[Source records]
=====

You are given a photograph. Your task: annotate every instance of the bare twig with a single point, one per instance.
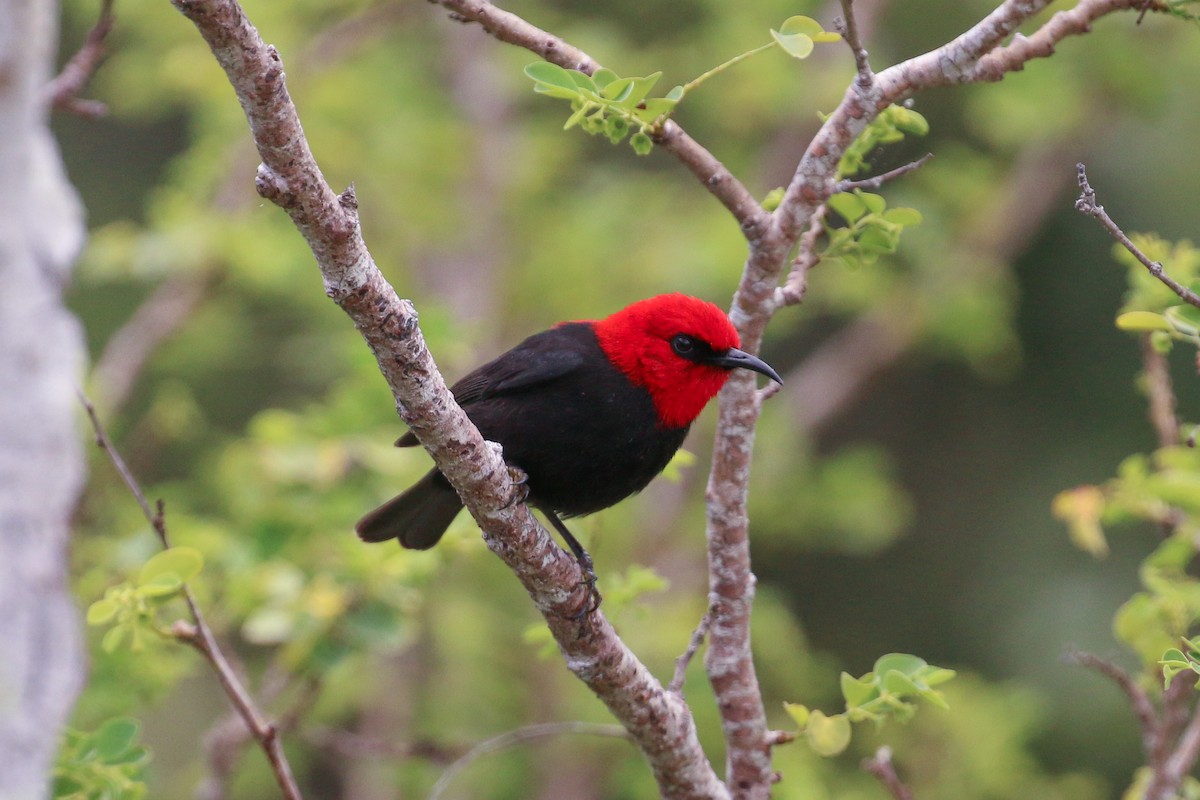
(880, 180)
(1086, 204)
(1168, 777)
(1139, 701)
(1159, 394)
(63, 91)
(712, 173)
(807, 258)
(880, 765)
(197, 633)
(520, 737)
(850, 32)
(155, 320)
(349, 744)
(697, 638)
(1170, 734)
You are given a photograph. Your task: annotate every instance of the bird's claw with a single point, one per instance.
(589, 579)
(520, 486)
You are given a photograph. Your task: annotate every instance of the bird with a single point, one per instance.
(591, 411)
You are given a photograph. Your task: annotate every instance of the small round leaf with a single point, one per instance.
(184, 561)
(828, 735)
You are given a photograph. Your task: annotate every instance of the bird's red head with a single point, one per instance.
(679, 348)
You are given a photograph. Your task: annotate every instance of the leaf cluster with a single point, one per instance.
(103, 764)
(871, 228)
(886, 692)
(1161, 489)
(133, 607)
(892, 125)
(1150, 306)
(605, 103)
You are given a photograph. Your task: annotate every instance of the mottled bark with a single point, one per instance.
(41, 458)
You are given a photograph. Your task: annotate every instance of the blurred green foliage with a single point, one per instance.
(264, 426)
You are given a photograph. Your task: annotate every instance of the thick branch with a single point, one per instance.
(659, 721)
(712, 173)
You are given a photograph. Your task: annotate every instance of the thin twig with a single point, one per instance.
(1159, 394)
(807, 257)
(197, 633)
(1086, 204)
(349, 744)
(156, 319)
(880, 180)
(697, 638)
(880, 765)
(520, 737)
(850, 32)
(63, 90)
(291, 178)
(1139, 699)
(1169, 777)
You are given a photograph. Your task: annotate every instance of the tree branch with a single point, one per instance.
(659, 721)
(1086, 204)
(63, 91)
(198, 633)
(712, 173)
(880, 765)
(520, 737)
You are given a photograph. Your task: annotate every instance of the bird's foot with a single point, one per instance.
(589, 579)
(520, 486)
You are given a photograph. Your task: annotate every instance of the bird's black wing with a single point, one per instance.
(529, 364)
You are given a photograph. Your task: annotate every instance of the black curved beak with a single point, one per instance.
(736, 359)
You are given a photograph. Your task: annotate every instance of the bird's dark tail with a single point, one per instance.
(418, 517)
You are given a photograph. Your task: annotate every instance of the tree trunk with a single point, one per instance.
(41, 458)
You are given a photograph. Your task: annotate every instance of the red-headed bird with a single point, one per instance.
(591, 411)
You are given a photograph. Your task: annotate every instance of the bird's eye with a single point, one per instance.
(683, 344)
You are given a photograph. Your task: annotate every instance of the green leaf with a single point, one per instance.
(269, 626)
(909, 121)
(903, 217)
(849, 206)
(858, 691)
(115, 738)
(828, 735)
(935, 697)
(163, 584)
(603, 77)
(184, 561)
(901, 662)
(631, 90)
(879, 240)
(577, 116)
(102, 612)
(654, 108)
(799, 714)
(616, 127)
(801, 24)
(616, 89)
(898, 683)
(552, 79)
(874, 203)
(551, 74)
(113, 638)
(1143, 320)
(934, 675)
(798, 46)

=====

__Problem details__: Retype the records exactly. Any image in them should not appear in what you write.

__Answer space__:
You are given a photograph. Your task: annotate every instance of the bare twig with a single point, one per instance.
(880, 180)
(1086, 204)
(1168, 777)
(1139, 701)
(1159, 394)
(63, 91)
(712, 173)
(807, 258)
(880, 765)
(197, 633)
(520, 737)
(850, 32)
(155, 320)
(349, 744)
(697, 638)
(1170, 734)
You are given a photograph. Your task: annotate every instance of the bird's claw with a single point, one per instance.
(589, 579)
(520, 486)
You are given a photograph. Your task: annotate every instance of the bird with a single point, one per instance.
(591, 411)
You are given a photograph. Your task: annotate every instance of the small round leaf with a single point, one per instance.
(184, 561)
(828, 735)
You are given a photograph. Your task: annotate every instance of the bird's red head with a single point, one per instance.
(679, 348)
You are given a photograph. Your task: annotate every instance of the leaf cluster with a single point, one per instance.
(103, 764)
(871, 228)
(886, 692)
(1161, 489)
(133, 607)
(892, 125)
(1150, 306)
(605, 103)
You are given a photograph. Your task: annotate every instance of the mottled bark with a single point, one per instance.
(41, 458)
You are given a photograph. Your task: annotate every instance of the blurred green foliage with a single point, one per instance.
(264, 426)
You are given a photograph. Your task: annotate every instance of the thick branch with a single point, one per instance.
(659, 721)
(712, 173)
You are given a photograph. Your task: annotate every instance of the thin twig with a single point, one per instance.
(1159, 394)
(807, 257)
(197, 633)
(1086, 204)
(349, 744)
(156, 319)
(880, 180)
(697, 638)
(880, 765)
(520, 737)
(850, 32)
(63, 90)
(291, 178)
(1139, 699)
(1169, 777)
You are given a photograph. Your task: annotate every instance of the tree branch with a single point, one per instance.
(659, 721)
(1086, 204)
(63, 91)
(198, 633)
(712, 173)
(880, 765)
(520, 737)
You are given a photograph. Your task: annotate every instance of the bird's foot with a single point, one per instance.
(589, 579)
(520, 486)
You are given a photograph. Your task: annotate every instance of the bird's black wing with a single point, one per instance.
(529, 364)
You are given a photograph. Your task: annotate every instance of the black curved beak with a single point, one per instance.
(736, 359)
You are given a photograph. Your task: annotate every instance of the bird's dark tail with a single point, one per instance.
(418, 517)
You are given a photograph. Your task: annotate every instance of the tree trunk with a single point, one per instance.
(41, 458)
You are given a photograph. Your task: annotate every instance of the red-headed bird with a single point, one per instance.
(591, 411)
You are given a photograph. Your task: annotate every instance of the bird's eye with a single point, one per instance.
(683, 344)
You are given a photograph. Your task: annotate every instance of the green leaf with a single point, one per instance.
(269, 626)
(909, 121)
(903, 217)
(849, 206)
(858, 691)
(115, 738)
(828, 735)
(935, 697)
(163, 584)
(603, 77)
(184, 561)
(901, 662)
(631, 90)
(879, 240)
(577, 116)
(102, 612)
(654, 108)
(799, 714)
(616, 127)
(801, 24)
(616, 89)
(898, 683)
(552, 79)
(874, 203)
(551, 74)
(113, 638)
(1143, 320)
(934, 675)
(798, 46)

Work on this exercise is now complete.